Report how many lines of the items below contain the string "bbox". Give only the number.

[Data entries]
◆ ◆ ◆
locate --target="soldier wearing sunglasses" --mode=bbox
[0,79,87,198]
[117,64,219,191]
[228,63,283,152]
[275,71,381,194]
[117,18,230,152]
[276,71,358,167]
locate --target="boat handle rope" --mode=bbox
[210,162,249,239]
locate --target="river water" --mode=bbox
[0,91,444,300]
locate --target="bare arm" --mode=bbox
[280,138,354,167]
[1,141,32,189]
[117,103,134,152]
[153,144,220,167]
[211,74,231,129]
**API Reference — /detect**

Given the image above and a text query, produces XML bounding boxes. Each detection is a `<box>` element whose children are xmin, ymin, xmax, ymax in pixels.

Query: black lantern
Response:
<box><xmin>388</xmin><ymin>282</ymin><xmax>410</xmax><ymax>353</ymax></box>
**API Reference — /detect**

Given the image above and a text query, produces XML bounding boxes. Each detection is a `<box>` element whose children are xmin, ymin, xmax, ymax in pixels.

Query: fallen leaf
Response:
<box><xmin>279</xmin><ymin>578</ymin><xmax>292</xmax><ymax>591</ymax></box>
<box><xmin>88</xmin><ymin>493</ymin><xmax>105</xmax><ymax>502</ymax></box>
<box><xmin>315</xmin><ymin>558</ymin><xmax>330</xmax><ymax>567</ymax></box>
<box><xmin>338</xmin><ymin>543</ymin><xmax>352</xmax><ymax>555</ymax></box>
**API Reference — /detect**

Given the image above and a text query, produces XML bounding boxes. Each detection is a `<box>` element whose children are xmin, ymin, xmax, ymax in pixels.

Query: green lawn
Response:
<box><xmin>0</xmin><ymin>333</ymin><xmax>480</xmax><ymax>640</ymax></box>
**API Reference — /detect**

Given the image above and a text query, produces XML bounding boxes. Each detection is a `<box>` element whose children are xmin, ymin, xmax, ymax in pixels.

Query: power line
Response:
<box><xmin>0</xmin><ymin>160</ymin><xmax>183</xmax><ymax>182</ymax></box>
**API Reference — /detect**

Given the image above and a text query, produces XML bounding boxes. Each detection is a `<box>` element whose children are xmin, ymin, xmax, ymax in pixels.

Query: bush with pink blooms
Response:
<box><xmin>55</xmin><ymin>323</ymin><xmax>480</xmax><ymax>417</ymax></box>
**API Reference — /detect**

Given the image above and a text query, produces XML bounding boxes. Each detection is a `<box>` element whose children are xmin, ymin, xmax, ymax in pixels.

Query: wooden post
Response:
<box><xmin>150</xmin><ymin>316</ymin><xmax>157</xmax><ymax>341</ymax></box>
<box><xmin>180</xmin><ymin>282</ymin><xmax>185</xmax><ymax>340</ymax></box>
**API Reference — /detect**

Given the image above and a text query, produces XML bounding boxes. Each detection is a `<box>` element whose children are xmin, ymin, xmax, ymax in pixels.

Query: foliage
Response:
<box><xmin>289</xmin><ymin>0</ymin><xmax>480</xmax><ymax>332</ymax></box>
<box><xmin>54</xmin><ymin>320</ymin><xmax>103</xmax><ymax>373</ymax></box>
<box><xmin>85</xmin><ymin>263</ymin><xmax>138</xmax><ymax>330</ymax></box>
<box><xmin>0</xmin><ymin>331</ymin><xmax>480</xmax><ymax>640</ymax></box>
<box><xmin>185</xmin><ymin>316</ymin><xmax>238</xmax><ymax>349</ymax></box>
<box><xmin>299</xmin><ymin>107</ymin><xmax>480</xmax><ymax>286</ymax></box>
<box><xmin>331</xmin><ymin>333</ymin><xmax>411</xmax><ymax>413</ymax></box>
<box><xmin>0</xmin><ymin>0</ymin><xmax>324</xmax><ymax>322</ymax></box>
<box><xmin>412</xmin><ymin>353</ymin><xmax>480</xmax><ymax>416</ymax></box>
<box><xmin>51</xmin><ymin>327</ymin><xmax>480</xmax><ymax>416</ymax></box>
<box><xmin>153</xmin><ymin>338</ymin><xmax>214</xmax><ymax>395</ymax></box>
◆ ◆ ◆
_The reply_.
4